(Part of a data file)
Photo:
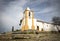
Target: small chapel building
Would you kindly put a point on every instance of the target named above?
(30, 23)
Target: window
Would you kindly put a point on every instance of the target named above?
(29, 13)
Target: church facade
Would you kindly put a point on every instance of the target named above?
(30, 23)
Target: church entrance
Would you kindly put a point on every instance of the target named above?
(37, 27)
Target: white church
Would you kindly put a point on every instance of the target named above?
(30, 23)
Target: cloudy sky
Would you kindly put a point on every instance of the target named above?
(11, 11)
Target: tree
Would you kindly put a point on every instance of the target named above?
(56, 22)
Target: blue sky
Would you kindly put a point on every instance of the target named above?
(11, 11)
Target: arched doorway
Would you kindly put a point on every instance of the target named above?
(37, 27)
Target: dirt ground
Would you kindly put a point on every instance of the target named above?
(38, 37)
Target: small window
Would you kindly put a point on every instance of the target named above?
(29, 13)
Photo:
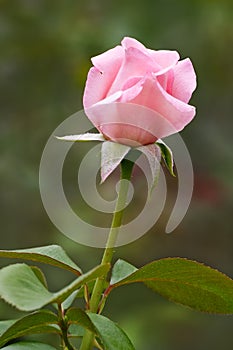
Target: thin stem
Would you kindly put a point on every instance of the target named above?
(126, 171)
(64, 329)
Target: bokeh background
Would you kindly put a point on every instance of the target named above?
(44, 59)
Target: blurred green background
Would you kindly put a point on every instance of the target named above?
(44, 59)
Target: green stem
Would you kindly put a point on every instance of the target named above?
(64, 329)
(126, 171)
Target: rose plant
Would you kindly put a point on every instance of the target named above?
(134, 96)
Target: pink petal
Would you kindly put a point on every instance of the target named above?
(184, 80)
(101, 77)
(174, 111)
(136, 63)
(165, 58)
(97, 86)
(129, 123)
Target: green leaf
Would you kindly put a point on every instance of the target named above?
(40, 275)
(82, 137)
(4, 325)
(121, 270)
(78, 316)
(69, 301)
(20, 287)
(167, 156)
(153, 155)
(98, 271)
(52, 255)
(111, 335)
(188, 283)
(112, 154)
(43, 321)
(29, 346)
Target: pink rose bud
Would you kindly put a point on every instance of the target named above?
(134, 95)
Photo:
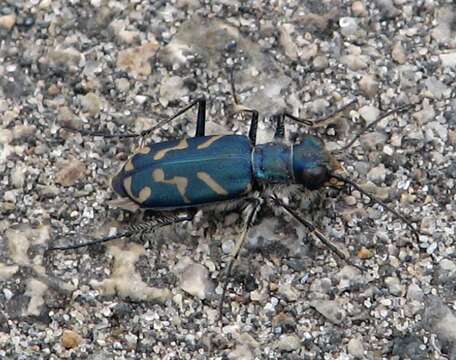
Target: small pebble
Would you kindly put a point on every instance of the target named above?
(330, 309)
(70, 339)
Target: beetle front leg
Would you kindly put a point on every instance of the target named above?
(314, 231)
(253, 211)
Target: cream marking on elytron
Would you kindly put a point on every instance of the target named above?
(143, 195)
(208, 142)
(144, 150)
(179, 181)
(206, 178)
(181, 146)
(129, 165)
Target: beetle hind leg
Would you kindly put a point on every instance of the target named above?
(134, 229)
(253, 211)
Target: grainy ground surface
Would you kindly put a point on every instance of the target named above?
(123, 65)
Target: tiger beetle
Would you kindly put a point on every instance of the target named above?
(190, 173)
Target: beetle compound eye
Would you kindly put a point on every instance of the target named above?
(314, 178)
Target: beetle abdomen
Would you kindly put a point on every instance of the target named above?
(187, 172)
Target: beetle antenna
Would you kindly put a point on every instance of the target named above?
(91, 243)
(379, 202)
(372, 124)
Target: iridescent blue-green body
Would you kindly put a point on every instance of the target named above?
(196, 171)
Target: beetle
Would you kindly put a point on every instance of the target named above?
(190, 173)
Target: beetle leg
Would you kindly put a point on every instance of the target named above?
(279, 133)
(133, 229)
(253, 211)
(242, 109)
(314, 231)
(200, 119)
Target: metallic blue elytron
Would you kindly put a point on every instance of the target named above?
(207, 169)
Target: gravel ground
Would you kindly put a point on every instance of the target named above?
(117, 66)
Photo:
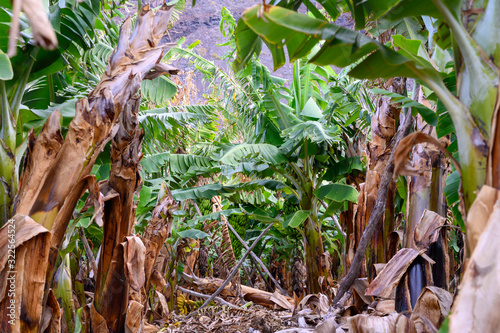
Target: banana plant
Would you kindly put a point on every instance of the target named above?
(472, 41)
(472, 112)
(295, 147)
(41, 81)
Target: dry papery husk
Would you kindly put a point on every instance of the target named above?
(476, 307)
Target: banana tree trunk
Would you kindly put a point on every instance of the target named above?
(112, 283)
(57, 172)
(384, 126)
(425, 191)
(313, 247)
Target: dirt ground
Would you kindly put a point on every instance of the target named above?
(201, 22)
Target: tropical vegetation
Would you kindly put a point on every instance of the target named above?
(366, 181)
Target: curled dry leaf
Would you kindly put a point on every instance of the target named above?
(134, 252)
(365, 323)
(401, 165)
(432, 307)
(479, 212)
(389, 277)
(427, 230)
(133, 321)
(51, 319)
(476, 307)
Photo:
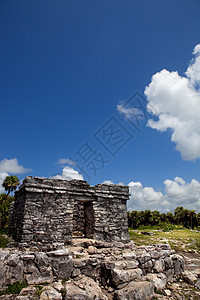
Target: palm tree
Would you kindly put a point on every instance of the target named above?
(10, 184)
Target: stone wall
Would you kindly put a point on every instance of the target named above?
(122, 269)
(48, 212)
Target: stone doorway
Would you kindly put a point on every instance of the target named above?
(83, 219)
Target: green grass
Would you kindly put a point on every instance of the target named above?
(179, 239)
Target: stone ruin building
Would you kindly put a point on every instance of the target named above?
(48, 213)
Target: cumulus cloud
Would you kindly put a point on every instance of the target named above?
(66, 161)
(144, 198)
(111, 182)
(12, 166)
(68, 173)
(130, 112)
(176, 193)
(175, 100)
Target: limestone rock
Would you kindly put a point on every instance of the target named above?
(159, 280)
(49, 293)
(135, 291)
(189, 277)
(84, 288)
(122, 276)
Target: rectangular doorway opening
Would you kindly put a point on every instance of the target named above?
(83, 219)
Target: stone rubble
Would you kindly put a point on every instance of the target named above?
(91, 269)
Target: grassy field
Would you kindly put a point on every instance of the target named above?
(179, 238)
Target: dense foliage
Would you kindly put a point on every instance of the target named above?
(184, 217)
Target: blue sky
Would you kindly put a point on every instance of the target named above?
(64, 68)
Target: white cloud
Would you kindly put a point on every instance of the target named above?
(144, 198)
(130, 112)
(66, 161)
(111, 182)
(68, 173)
(176, 193)
(175, 100)
(12, 166)
(107, 182)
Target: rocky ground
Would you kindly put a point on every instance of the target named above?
(97, 270)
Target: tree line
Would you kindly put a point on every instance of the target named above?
(181, 216)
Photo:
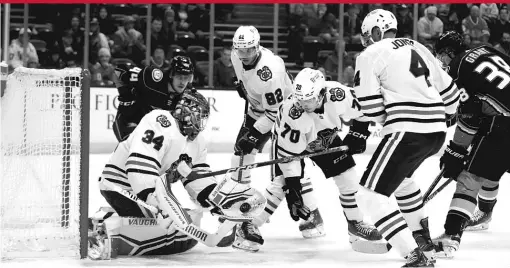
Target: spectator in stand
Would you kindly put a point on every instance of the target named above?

Written instruction:
Reproduce the listing word for word and omit its pictures.

Problem solution:
Photo:
Target: small chapel building
Would you kindly put a point on every instance of the target named above?
(30, 23)
Target: window
Would you kindly put a point on every instance of the target named above?
(29, 13)
Target: church facade
Would you kindly put a point on every instance of the target named above?
(30, 23)
Target: church entrance
Would you kindly put a point on every instance of the target named above?
(37, 27)
Target: white church
Would you kindly put a point on every instance of the target named above?
(30, 23)
Target: cloudy sky
Would you kindly put a point on every instance of the target named above?
(11, 11)
Target: tree
Would you kindly put a point on every instance of the target named above?
(56, 22)
Target: blue sky
Would you kindly put a point on every instance of the target named above?
(11, 11)
Target: arched doorway
Would you kindly put a point on every instance of the target named above?
(37, 27)
Target: dirt ground
Would you kindly put a point on every instance of the target named above?
(38, 37)
Target: small window
Would you kindly put a point on every instance of the target named above?
(29, 13)
Photo:
Target: thin stem
Would you kindly put a point on every instance of the target named above?
(126, 171)
(64, 329)
Target: bokeh background
Would you kindly put a point on every instance of the target named above?
(44, 59)
Target: blurred green background
Would you kindly put a point on every instance of the target named above?
(44, 59)
Target: green stem
Would you kindly put a point on every instance of the target named above?
(64, 329)
(126, 171)
Target: rose plant
Would you kindly put a point on every instance of the target named above?
(134, 96)
Target: pink petal
Would you kindly put a point on every instance of the target named above?
(184, 80)
(101, 77)
(174, 111)
(136, 63)
(165, 58)
(97, 86)
(129, 123)
Target: green leaf
Would you kindly put a point on every instance of the target named above?
(40, 275)
(82, 137)
(4, 325)
(121, 270)
(78, 316)
(69, 301)
(20, 287)
(167, 156)
(153, 155)
(98, 271)
(52, 255)
(111, 335)
(188, 283)
(112, 154)
(43, 321)
(29, 346)
Target: pink rose bud
Would you kindly put a point on every instance of the target named above?
(134, 95)
Photo:
Target: small pebble
Would you kindly put a point on every instance of the target named above?
(330, 309)
(70, 339)
Target: beetle front leg
Would you kindly put a point on every instance of the target named above?
(314, 231)
(253, 211)
Target: cream marking on elytron
Would you kindly put a point on every instance of the target named above?
(143, 195)
(208, 142)
(144, 150)
(179, 181)
(206, 178)
(181, 146)
(129, 165)
Target: beetle hind leg
Would you kindly put a point on every instance of the target named above?
(134, 229)
(253, 211)
Target: grainy ground surface
Would you kindly put a point on every instance of the target named above?
(123, 65)
Target: tiger beetle
Would you kindly put a point on every instance of the target named above?
(190, 173)
Target: beetle compound eye
Would you kindly put a point on every instance of the target named above?
(314, 178)
Target: beetle abdomen
Would you kindly put a point on every instance of the target named above?
(187, 172)
Target: beetle antenna
Would you kindly put a point on every instance of the target named above?
(91, 243)
(379, 202)
(372, 124)
Target: iridescent blue-green body
Would you kindly put a point on every instance of the target named above?
(196, 171)
Target: beetle
Would you kindly put a point on every instance of the target named above?
(190, 173)
Target: beetle leg
Would you kindly put a point on every instance of the target named above?
(279, 133)
(133, 229)
(253, 211)
(242, 109)
(314, 231)
(200, 119)
Target: metallic blue elytron
Would you kindly put a point on every instance of the target named above?
(207, 169)
Target: gravel ground
Would you kindly put a point on every instance of the target named above?
(117, 66)
Photo:
Target: banana plant
Would you kindly put a point on every instance of the target named above?
(472, 41)
(472, 112)
(295, 147)
(41, 81)
Target: dry papery husk
Would you kindly put a point on every instance of the target named above?
(476, 307)
Target: banana tree trunk
Would you kindly put a point on every instance of the target named above?
(112, 283)
(57, 172)
(384, 126)
(425, 191)
(313, 247)
Target: dirt ground
Would you kindly put a point on every instance of the target named above?
(201, 22)
Target: tropical vegetation
Would you kindly put a point on every instance of the target named above?
(366, 181)
Target: curled dry leaf
Would you kindly put a point on every instance of the target named above?
(134, 252)
(365, 323)
(401, 165)
(432, 307)
(479, 212)
(389, 277)
(427, 230)
(133, 321)
(51, 319)
(476, 307)
Photo:
Target: palm tree
Would you kindly put a point on every instance of the target named above?
(10, 184)
Target: stone wall
Would you kindly put a point on every instance of the target named above?
(122, 269)
(48, 212)
Target: stone doorway
Would you kindly put a point on every instance of the target named above?
(83, 219)
Target: green grass
Would you kindly put a point on every instance of the target named above?
(179, 239)
Target: stone ruin building
Would you kindly put a point on every instance of the target named above?
(48, 213)
Target: cumulus cloud
Would you kindly put a point on every instance of the target named above?
(66, 161)
(144, 198)
(111, 182)
(12, 166)
(68, 173)
(130, 112)
(176, 193)
(175, 100)
Target: limestone rock
Would you kindly put a point on every instance of the target named above?
(159, 280)
(49, 293)
(135, 291)
(189, 277)
(84, 288)
(122, 276)
Target: rectangular doorway opening
Would you kindly put a point on every instance of the target named above?
(83, 219)
Target: stone rubble
Would you kindly put a point on every instance of the target named above?
(91, 269)
Target: grassy field
Would you kindly put a point on every instance of the target named above?
(179, 238)
Target: dense foliage
Would you kindly put a point on every instance of the target named above?
(184, 217)
Target: blue sky
Would you kindly put a point on every instance of the target named above?
(64, 68)
Target: white cloud
Would you kindly put a point on every instance of the target named above?
(144, 198)
(130, 112)
(66, 161)
(111, 182)
(68, 173)
(176, 193)
(175, 100)
(12, 166)
(107, 182)
Target: rocky ground
Would you kindly put a point on every instance of the target named above?
(97, 270)
Target: tree line
Would you kindly put a point on every instance of the target named above?
(181, 216)
Photo:
Target: spectator in stand
Would you kindly put a point on every instance of the target named above?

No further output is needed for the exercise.